*Exercise prompt:*
Turn the listing below into a Markdown table with two columns, Row and Line. Give each line its own numbered row, and leave out any blank lines.

*Dataset:*
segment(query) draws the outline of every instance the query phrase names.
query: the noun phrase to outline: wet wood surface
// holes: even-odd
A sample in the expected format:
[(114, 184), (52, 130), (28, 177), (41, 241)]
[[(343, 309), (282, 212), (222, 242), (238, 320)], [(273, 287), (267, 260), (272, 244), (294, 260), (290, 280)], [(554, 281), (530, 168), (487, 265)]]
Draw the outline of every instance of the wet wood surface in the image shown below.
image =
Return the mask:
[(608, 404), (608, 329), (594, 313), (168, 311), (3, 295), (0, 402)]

*Full answer:*
| Row | Line |
|---|---|
| 1 | segment(query) draws the outline of every instance the query phrase names. |
| 2 | query: the noun phrase to outline: wet wood surface |
| 3 | // holes: even-odd |
| 4 | A sample in the expected format: |
| 5 | [(114, 184), (52, 130), (28, 177), (41, 241)] |
| 6 | [[(343, 309), (282, 212), (222, 242), (238, 320)], [(273, 287), (267, 260), (272, 244), (294, 260), (290, 280)], [(554, 281), (530, 168), (487, 265)]] |
| 7 | Draw the outline of every instance of the wet wood surface in the image shown below. |
| 8 | image = |
| 9 | Return the mask: |
| 10 | [(608, 404), (608, 329), (594, 313), (168, 311), (3, 295), (0, 402)] |